_Your task_
Extract every line of the data below that contains the string "lavender", and copy each matching line in full. The match is case-sensitive.

_Records supplied_

>> BEGIN

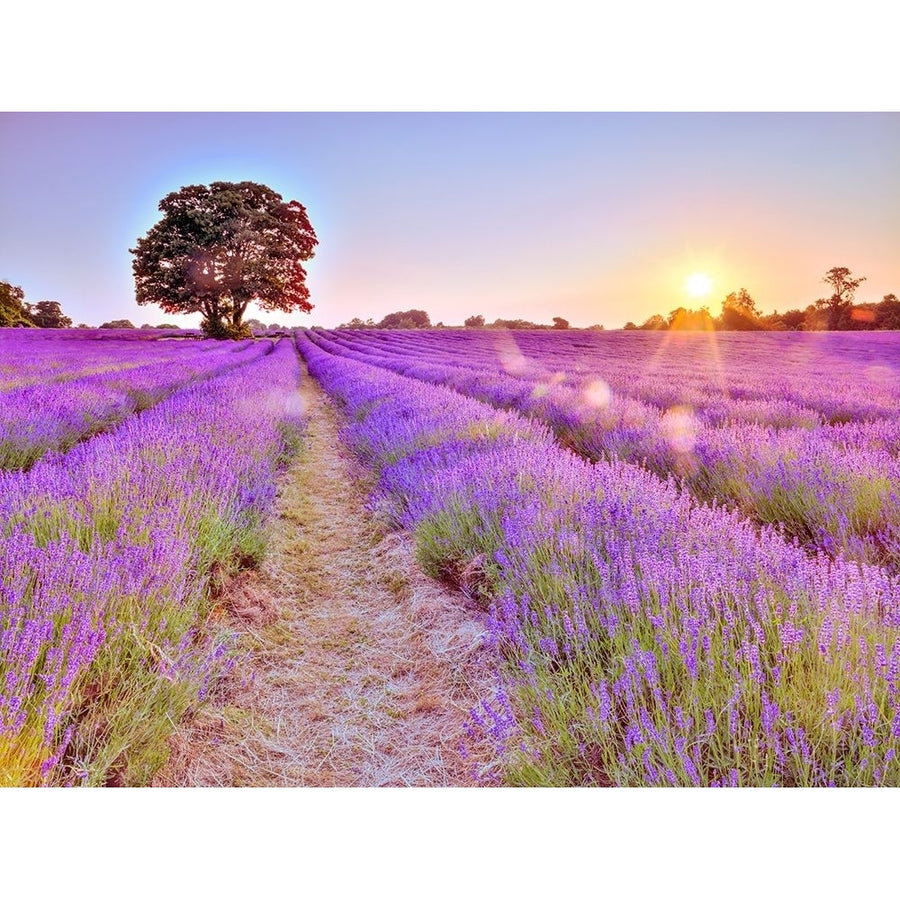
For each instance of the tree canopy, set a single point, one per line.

>> END
>> BEGIN

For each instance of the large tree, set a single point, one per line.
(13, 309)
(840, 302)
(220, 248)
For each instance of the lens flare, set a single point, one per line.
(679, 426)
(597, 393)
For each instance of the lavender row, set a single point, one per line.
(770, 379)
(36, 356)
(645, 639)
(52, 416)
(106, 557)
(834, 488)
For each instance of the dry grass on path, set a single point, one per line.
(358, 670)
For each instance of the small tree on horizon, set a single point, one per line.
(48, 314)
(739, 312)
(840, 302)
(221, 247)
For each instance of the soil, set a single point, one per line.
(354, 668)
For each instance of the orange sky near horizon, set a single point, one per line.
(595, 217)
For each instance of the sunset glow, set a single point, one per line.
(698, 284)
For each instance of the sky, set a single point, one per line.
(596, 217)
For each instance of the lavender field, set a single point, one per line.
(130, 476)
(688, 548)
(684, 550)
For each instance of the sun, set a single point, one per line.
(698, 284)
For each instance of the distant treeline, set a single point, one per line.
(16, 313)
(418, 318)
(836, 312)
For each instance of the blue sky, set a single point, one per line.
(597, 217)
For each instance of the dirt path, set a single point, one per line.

>> END
>> BEGIN

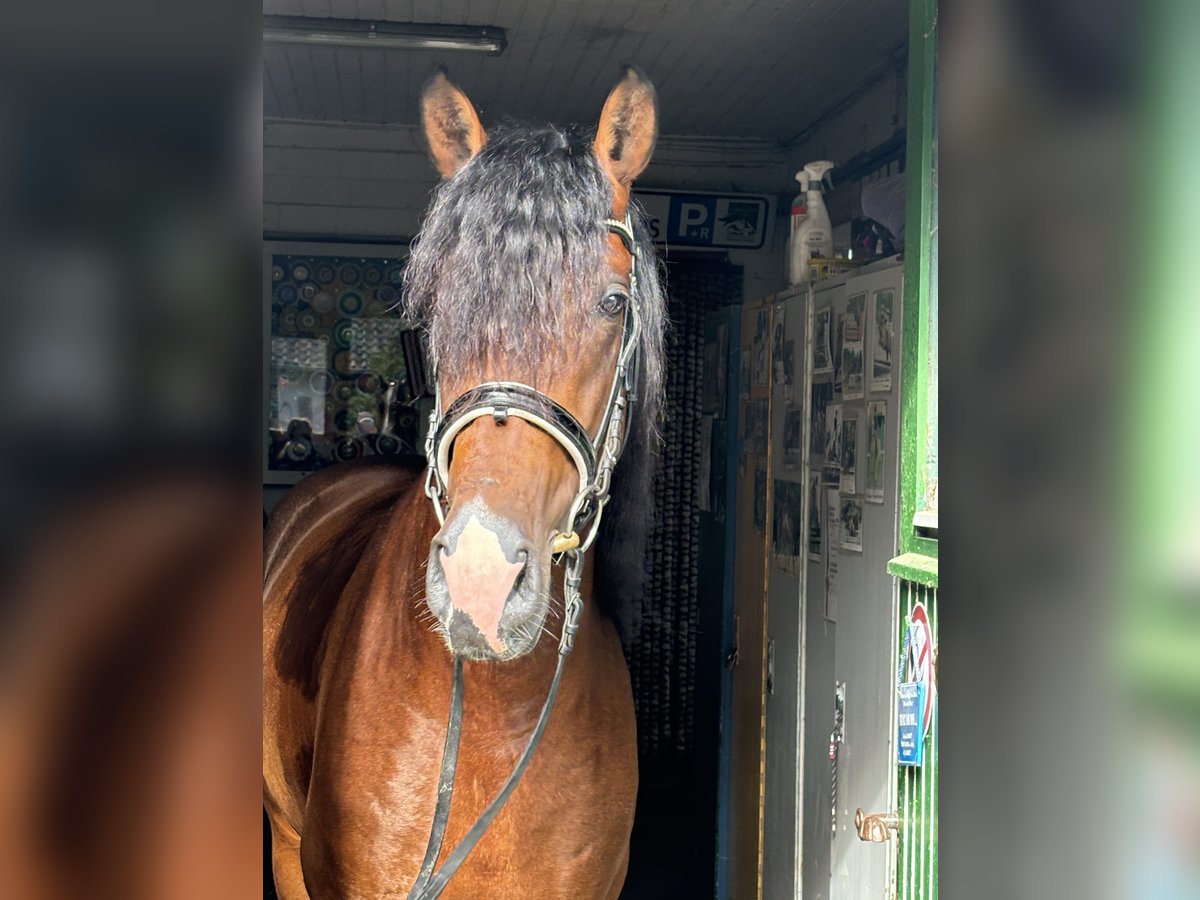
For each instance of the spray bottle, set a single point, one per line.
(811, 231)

>> END

_Correct response_
For each instance of the lavender row, set a single point, one per line.
For each instance of the lavender field, set a single point, one per line.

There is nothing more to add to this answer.